THE DATA —
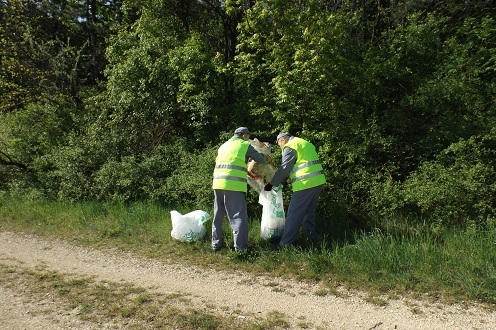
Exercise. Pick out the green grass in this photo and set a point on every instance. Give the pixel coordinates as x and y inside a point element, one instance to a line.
<point>448,266</point>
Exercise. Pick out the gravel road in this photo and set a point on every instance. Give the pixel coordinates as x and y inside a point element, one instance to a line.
<point>249,295</point>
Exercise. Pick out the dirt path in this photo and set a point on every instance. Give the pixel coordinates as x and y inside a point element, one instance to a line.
<point>250,295</point>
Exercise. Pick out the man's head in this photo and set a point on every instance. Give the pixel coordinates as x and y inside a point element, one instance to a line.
<point>282,139</point>
<point>243,132</point>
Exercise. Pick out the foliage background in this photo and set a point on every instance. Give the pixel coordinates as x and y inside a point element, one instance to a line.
<point>128,101</point>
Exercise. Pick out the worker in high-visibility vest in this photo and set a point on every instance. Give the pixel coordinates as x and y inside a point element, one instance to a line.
<point>301,163</point>
<point>230,186</point>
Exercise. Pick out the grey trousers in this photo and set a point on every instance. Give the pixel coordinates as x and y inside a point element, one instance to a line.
<point>232,203</point>
<point>301,213</point>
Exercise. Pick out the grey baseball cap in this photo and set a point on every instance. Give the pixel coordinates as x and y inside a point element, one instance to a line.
<point>242,130</point>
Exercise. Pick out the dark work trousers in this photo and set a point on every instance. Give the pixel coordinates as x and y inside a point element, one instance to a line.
<point>232,203</point>
<point>301,213</point>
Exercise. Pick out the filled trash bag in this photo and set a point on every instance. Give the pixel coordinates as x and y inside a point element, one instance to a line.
<point>189,227</point>
<point>273,218</point>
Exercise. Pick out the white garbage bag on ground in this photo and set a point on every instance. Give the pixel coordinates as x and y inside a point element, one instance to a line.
<point>273,218</point>
<point>189,227</point>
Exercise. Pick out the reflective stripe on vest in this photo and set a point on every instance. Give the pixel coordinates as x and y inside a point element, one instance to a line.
<point>230,168</point>
<point>307,172</point>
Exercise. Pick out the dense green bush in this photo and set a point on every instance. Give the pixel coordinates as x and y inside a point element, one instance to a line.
<point>456,189</point>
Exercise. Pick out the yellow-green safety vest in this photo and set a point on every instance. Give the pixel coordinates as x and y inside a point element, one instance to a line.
<point>307,171</point>
<point>230,167</point>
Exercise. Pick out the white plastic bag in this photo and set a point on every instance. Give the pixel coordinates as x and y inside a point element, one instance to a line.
<point>189,227</point>
<point>272,225</point>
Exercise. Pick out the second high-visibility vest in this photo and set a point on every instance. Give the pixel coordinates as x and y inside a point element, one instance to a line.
<point>307,171</point>
<point>230,166</point>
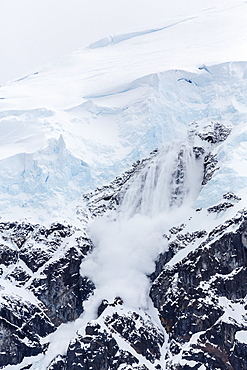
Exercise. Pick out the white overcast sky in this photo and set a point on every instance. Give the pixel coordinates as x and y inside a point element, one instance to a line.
<point>36,32</point>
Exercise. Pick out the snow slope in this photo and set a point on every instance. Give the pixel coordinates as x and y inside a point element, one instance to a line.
<point>117,100</point>
<point>78,123</point>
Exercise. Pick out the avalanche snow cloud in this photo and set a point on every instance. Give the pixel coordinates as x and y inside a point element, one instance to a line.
<point>149,269</point>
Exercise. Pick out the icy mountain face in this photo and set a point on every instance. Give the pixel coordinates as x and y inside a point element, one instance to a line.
<point>57,154</point>
<point>146,270</point>
<point>69,302</point>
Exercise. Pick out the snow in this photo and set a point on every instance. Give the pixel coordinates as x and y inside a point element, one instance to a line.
<point>79,122</point>
<point>241,336</point>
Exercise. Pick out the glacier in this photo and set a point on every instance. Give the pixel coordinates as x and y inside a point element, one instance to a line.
<point>109,266</point>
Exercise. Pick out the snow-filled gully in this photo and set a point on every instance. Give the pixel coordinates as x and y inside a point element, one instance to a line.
<point>127,242</point>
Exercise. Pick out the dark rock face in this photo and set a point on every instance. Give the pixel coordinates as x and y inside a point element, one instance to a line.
<point>61,288</point>
<point>96,350</point>
<point>193,297</point>
<point>146,340</point>
<point>44,266</point>
<point>21,325</point>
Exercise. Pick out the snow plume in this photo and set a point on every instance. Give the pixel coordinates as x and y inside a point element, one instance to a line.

GOAL OF THE EXERCISE —
Omitting all pictures, reproduce the records above in their entirety.

ANSWER TO THE EXERCISE —
Exercise. Pick out the green grass in this photo and set a point on every instance. Give the pixel coordinates as x and y inside a point element, one instance to a line.
<point>448,266</point>
Exercise. Pick out the gravel road in this photo and set a point on every instance. Give the pixel coordinates as x and y inside a point element, one instance to a line.
<point>249,295</point>
Exercise. Pick out the dirt path in this photo and set a point on every instance. Give the pixel coordinates as x and y inside a point element, one instance to a line.
<point>250,295</point>
Exercise. Pick out the man's head in this photo and set a point on every instance. Give the pixel coordinates as x and y inside a point element, one instance to a line.
<point>282,139</point>
<point>243,132</point>
Exercise. Pick out the foliage background in this photo and set a point on every instance. Give the pixel coordinates as x and y inside a point element, one instance to a line.
<point>128,101</point>
Exercise. Pick out the worker in high-visibility vest in this photo and set a point on every instance. Give the pixel coordinates as x and y inside a point element, one instance to a line.
<point>301,163</point>
<point>230,186</point>
Exercise. Pick out the grey trousers in this photo and set a point on every instance. Give the pixel coordinates as x and y inside a point element, one instance to a line.
<point>232,203</point>
<point>301,213</point>
Exercise. Pick out the grey baseball cap in this photo and set a point on every instance. Give the pixel coordinates as x and y inside a point element, one instance to a line.
<point>242,130</point>
Exercise. Pick out the dark work trousers in this photo and set a point on every instance. Give the pixel coordinates as x and y inside a point element, one instance to a line.
<point>232,203</point>
<point>301,213</point>
Exercise. Pick out the filled trash bag in this photo and set a point on every instance. Give the pixel coordinates as x and y inside a point element, one instance to a line.
<point>189,227</point>
<point>273,218</point>
Exercise. Pick out the white garbage bag on ground in this photo and set a point on every instance. Give the pixel coordinates as x and y inside a point element, one instance to a line.
<point>273,218</point>
<point>189,227</point>
Exercise. Pick out the reflective stripe on vest in this photo and set a point on every instance. Give the pixel coordinates as x and y inside a point element, one instance to a line.
<point>230,168</point>
<point>307,172</point>
Exercise. Pick out the dense green bush in this photo and set a point on every instance. Give the pixel coordinates as x and y inside a point element, one instance to a line.
<point>456,189</point>
Exercise. Pick out the yellow-green safety vest in this photo and set a point on every instance. Give the pixel coordinates as x and y inside a point element, one instance to a line.
<point>307,171</point>
<point>230,167</point>
Exercise. Pick out the white plastic bag in this photo and set a point on every instance. Give the pixel coordinates as x and y inside a point element, one instance to a line.
<point>189,227</point>
<point>272,225</point>
Exercise. Pick out the second high-visibility vest in this photo and set a point on every instance. Give the pixel coordinates as x and y inside a point element, one instance to a line.
<point>307,171</point>
<point>230,166</point>
Exercise. Pick out the white overcast sky in this photo and set a point on every instance. Give the pixel coordinates as x and y inside a point element, one instance to a line.
<point>36,32</point>
Exercise. Pick out the snow slope in this photo and set a point on every instance. Give the pixel coordinates as x and y inside a point element, one instance to a line.
<point>117,100</point>
<point>78,123</point>
Exercise. Pick out the avalanche snow cloud in this photo and set a point on every instance. Give the pixel coordinates as x and y inside a point element, one instance to a line.
<point>149,269</point>
Exercise. Pick out the icy mountain face in this photo and set a point on every instance. Give the pixel coordinates as x and y inside a point element, one instance to a line.
<point>57,154</point>
<point>146,270</point>
<point>69,302</point>
Exercise. Pick out the snow in this photo and set a point on every instance. Give the pixel coordinates as x and y inside a point element, one instance to a line.
<point>79,122</point>
<point>241,336</point>
Exercise. Pick out the glacier in this photo and set a point on every instance. Give the pixel coordinates as x and y inside a point element, one instance to a line.
<point>109,266</point>
Exercise. Pick out the snow-filled gully in this photo and set a point on every instance. Give the pixel coordinates as x and y inside a point element, one instance to a line.
<point>127,242</point>
Exercise. Pick out the dark rock face in this photo and set a point on every instance. Give the pixel coordinates as x and y inside a point element, one instance to a line.
<point>61,288</point>
<point>96,350</point>
<point>193,297</point>
<point>146,340</point>
<point>44,266</point>
<point>21,325</point>
Exercise. Pick out the snow plume in this photo and set a point on every instance. Give the pixel coordinates as x and y inside a point element, one instance to a line.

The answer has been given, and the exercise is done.